### [Extracted text]
━━━━━━━━━━━━━━━━
Cocaine in our tap water isn't the real story

Scares are difficult to strain from the current of public discourse


It may reveal nothing to the eye, but each glass of tap water tells, on a molecular level, a remarkable story. Compounds of H20 will have spent time in the North Sea, or suspended above the Pennines. Other, rarer particles have less salubrious beginnings.

Take benzoylecgonine. This substance – found in recent tests by the Drinking Water Inspectorate (DWI) – began life as a line of cocaine. Somewhere, one of Britain’s 700,000 users snorts the drug, perhaps off a toilet seat. Temporarily, they jig. Then, after their body has broken down the alkaloid, and the high departed, they return to the toilet – this time to urinate. Filters, however, fail to expunge the benzoylecgonine from their urine, and so it arrives – the invisible legacy of a misdemeanour – in your still, silent glass.

The quantities are vanishingly small, well below the level needed to have any noticeable effect on the drinker. And because traces were found at only four sites by the DWI, it is not as if turning a tap to the left connects one directly to Colombia’s drug cartels.

Nevertheless, as some citizens will smile at the tap today, others will approach it with a little more caution. Scares are difficult to strain from the current of public discourse. Internet chatrooms still rehearse the story that quantities of oestrogen – left behind by users of the Pill – have contaminated drinking water, and contributed to a rise in the number of men developing female breast tissue. This is demonstrably false. Britain’s tap water ranks among the safest in the world. It is checked 30,000 times a year for chemical and bacterial impurities. Confusion arises, in part, because the testes of male fish have been shown to shrink as a result of high oestrogen levels in sewage effluent. Terrible, no doubt, but not the same thing as your tap water-guzzling son developing an unwanted bosom.
━━━━━━━━━━━━━━━━
### [Recorded information]
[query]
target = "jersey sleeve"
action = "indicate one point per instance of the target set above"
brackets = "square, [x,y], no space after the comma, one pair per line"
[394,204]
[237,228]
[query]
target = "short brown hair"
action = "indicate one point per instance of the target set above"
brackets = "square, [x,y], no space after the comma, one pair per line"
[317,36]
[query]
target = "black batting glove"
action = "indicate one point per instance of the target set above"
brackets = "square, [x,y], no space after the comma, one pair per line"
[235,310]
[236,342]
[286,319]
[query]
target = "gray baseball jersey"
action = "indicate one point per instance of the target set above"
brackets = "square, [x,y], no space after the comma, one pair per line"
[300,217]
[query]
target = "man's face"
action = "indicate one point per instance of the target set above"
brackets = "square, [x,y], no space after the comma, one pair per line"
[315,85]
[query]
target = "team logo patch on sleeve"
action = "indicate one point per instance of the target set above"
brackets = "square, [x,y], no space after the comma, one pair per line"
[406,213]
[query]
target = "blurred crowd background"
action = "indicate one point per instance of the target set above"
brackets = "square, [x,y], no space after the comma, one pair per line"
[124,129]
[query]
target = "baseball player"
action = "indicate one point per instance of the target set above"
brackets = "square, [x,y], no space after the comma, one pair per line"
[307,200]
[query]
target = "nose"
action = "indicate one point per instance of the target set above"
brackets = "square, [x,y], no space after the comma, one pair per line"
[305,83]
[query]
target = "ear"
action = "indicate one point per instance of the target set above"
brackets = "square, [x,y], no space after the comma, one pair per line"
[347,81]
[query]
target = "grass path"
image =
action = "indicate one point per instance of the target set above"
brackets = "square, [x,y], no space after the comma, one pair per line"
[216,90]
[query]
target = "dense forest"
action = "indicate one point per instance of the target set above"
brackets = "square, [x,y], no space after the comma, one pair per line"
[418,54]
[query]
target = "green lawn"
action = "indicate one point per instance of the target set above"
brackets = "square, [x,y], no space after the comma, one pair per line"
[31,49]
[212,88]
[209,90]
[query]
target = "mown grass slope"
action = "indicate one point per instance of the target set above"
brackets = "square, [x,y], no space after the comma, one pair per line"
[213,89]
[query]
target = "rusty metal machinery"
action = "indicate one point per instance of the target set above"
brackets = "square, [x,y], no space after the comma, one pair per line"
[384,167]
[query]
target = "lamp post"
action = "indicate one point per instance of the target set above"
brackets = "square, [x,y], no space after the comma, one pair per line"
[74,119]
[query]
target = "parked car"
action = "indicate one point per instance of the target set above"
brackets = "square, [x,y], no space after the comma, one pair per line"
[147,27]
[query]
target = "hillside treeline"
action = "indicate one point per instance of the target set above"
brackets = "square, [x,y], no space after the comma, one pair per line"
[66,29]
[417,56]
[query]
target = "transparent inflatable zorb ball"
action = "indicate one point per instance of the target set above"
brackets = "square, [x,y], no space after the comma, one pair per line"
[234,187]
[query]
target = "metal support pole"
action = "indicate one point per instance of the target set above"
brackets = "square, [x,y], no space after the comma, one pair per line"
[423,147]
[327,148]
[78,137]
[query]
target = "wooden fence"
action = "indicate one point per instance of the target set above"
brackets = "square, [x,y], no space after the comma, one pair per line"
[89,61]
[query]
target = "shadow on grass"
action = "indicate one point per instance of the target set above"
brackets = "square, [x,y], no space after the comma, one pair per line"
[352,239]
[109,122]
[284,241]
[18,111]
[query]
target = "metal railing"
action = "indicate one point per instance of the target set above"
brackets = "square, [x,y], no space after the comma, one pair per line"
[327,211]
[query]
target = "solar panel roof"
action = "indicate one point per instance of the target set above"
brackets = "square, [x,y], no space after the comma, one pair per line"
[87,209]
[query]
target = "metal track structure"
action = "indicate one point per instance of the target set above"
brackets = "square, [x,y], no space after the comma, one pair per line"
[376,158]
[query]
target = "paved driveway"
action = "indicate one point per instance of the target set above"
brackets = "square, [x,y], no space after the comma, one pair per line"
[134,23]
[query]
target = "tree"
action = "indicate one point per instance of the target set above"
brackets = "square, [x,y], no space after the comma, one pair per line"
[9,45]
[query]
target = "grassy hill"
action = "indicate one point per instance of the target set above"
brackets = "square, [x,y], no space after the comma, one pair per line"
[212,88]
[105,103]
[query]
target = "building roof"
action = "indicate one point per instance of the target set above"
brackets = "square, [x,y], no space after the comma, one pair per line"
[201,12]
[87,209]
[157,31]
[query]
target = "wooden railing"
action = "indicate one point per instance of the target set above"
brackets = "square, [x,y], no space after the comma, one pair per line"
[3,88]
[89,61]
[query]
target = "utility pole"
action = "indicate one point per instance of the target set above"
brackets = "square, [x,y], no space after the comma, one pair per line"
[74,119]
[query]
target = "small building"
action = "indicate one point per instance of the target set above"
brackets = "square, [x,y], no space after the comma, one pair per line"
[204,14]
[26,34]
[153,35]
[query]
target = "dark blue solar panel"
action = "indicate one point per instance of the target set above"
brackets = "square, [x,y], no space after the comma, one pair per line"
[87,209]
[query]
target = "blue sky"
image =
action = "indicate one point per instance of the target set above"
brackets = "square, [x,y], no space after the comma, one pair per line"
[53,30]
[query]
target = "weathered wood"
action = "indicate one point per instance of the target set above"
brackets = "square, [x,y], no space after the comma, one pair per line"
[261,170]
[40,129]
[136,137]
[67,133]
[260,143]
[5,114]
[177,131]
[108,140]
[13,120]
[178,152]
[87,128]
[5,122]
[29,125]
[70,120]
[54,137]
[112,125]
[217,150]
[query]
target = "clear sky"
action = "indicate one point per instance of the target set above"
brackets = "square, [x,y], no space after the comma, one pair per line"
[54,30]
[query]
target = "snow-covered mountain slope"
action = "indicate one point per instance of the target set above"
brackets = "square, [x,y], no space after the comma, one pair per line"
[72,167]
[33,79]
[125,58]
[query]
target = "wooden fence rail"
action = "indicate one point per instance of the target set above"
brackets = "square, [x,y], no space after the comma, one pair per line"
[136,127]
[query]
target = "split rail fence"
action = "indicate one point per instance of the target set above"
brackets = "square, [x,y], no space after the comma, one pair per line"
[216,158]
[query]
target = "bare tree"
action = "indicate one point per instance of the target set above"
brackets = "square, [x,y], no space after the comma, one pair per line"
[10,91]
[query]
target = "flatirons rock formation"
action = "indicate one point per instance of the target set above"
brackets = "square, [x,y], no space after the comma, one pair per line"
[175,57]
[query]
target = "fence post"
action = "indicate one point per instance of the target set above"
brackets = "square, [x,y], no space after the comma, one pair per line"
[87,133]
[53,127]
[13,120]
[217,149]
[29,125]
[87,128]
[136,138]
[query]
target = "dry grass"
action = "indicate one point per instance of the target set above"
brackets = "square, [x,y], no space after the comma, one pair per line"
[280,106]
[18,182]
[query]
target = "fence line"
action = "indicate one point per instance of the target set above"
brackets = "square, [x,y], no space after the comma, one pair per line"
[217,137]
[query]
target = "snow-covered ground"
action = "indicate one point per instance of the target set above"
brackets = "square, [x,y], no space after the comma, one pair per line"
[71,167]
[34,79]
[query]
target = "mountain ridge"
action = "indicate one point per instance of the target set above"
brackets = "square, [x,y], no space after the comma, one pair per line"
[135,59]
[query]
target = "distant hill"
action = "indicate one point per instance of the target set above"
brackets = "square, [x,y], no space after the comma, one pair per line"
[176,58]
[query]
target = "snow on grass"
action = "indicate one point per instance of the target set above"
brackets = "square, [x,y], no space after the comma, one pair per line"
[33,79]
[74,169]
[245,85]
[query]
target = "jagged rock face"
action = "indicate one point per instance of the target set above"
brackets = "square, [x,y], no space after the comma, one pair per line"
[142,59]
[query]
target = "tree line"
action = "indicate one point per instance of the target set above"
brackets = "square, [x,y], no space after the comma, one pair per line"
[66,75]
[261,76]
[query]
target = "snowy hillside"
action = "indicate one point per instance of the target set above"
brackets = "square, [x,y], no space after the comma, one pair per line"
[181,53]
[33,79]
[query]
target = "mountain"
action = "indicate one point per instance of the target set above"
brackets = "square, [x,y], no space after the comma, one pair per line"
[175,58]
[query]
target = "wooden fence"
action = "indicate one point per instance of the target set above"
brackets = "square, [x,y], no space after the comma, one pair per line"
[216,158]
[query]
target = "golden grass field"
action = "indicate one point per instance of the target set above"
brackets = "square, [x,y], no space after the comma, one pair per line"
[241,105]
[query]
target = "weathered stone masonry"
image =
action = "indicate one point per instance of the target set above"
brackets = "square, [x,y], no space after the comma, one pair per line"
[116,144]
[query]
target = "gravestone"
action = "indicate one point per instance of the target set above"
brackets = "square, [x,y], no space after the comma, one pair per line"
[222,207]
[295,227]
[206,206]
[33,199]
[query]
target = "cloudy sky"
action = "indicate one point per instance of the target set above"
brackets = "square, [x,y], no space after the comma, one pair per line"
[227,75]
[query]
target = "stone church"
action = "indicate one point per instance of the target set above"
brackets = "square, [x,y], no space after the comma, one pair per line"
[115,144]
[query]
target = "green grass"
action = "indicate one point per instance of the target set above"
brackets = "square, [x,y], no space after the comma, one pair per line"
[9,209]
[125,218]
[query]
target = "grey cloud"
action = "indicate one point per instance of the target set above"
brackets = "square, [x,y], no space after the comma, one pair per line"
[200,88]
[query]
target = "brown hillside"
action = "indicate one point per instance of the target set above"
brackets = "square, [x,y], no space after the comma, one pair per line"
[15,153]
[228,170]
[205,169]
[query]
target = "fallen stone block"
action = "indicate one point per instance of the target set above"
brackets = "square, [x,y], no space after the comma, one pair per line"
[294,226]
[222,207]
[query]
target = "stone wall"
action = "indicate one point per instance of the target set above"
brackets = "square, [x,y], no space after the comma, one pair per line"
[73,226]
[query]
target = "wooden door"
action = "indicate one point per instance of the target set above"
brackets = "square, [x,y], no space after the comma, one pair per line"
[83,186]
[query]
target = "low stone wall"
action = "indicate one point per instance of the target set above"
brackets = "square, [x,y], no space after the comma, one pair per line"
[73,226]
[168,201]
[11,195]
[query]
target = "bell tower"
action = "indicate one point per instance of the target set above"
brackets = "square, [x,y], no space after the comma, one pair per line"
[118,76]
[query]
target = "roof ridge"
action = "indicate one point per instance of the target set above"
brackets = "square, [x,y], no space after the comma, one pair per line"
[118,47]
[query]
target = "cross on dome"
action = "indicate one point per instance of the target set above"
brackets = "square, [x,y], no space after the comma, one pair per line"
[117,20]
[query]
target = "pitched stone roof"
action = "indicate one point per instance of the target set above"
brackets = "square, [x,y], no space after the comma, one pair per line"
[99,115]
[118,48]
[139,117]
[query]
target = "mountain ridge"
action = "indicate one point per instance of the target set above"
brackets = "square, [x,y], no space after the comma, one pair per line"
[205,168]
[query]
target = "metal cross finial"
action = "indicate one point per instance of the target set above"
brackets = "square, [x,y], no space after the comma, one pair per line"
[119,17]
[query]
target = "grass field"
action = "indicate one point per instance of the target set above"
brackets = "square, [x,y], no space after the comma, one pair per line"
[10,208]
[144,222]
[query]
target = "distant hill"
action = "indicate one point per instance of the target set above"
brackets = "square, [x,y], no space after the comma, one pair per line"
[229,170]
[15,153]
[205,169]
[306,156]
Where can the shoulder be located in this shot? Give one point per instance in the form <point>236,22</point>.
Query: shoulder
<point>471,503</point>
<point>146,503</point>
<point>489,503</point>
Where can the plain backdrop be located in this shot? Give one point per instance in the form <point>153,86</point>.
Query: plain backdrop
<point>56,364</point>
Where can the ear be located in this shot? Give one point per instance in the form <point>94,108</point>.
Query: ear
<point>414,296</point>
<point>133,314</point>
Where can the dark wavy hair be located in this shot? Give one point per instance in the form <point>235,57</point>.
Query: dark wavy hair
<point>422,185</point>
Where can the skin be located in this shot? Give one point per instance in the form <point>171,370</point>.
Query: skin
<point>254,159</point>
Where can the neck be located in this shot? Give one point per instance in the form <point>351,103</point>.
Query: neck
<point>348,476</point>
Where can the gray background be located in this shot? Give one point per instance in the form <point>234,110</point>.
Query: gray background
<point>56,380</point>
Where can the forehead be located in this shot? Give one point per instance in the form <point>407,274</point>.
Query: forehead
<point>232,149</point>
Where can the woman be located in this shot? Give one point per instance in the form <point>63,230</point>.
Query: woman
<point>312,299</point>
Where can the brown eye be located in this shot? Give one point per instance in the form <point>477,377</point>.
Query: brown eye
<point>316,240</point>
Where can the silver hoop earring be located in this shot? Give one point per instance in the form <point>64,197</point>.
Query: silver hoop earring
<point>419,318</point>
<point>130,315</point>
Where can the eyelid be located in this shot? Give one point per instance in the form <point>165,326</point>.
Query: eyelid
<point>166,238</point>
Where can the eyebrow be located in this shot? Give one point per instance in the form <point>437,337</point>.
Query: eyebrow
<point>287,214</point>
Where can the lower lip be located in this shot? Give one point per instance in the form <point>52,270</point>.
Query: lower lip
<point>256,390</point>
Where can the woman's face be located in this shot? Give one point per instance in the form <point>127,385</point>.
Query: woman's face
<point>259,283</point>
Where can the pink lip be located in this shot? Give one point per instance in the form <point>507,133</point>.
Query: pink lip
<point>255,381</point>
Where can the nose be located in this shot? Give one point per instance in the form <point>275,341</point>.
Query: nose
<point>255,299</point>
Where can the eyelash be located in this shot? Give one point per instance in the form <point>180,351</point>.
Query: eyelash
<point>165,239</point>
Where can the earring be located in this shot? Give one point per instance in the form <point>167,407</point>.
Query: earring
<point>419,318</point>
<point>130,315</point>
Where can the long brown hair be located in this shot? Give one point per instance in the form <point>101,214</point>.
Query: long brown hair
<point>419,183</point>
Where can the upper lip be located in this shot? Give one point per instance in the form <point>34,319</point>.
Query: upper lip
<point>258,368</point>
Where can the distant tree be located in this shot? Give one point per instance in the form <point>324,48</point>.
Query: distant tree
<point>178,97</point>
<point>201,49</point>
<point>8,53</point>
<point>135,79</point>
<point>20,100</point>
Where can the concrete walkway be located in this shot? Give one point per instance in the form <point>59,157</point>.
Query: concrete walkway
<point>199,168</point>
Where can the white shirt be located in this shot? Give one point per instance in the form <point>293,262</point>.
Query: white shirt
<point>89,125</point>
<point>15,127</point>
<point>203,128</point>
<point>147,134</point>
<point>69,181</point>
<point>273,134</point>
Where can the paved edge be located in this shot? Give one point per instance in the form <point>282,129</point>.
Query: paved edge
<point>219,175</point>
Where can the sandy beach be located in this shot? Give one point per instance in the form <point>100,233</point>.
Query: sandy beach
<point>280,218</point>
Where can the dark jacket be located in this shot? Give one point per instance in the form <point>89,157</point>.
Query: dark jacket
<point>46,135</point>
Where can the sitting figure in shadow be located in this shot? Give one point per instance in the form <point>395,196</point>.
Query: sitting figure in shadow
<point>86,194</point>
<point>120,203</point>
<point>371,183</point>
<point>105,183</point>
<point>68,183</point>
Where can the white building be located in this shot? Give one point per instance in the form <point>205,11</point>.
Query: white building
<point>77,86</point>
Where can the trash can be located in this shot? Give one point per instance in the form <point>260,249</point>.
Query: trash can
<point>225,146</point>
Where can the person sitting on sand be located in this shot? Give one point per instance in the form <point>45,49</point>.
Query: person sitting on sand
━━━━━━━━━━━━━━━━
### [Assignment 1]
Reproduce the part of the tap water article that opens with the words containing "It may reveal" and closes with "less salubrious beginnings.".
### [Assignment 2]
According to the tap water article, why do people confuse the effect of oestrogen on fish with its effect on people who drink tap water?
Rely only on the article about cocaine in tap water.

### [Written answer 1]
It may reveal nothing to the eye, but each glass of tap water tells, on a molecular level, a remarkable story. Compounds of H20 will have spent time in the North Sea, or suspended above the Pennines. Other, rarer particles have less salubrious beginnings.

### [Written answer 2]
Male fish have had their testes shrink from high oestrogen levels in sewage effluent. People mistake this for a danger in drinking water, but the article says it is not the same thing as men developing breast tissue from tap water.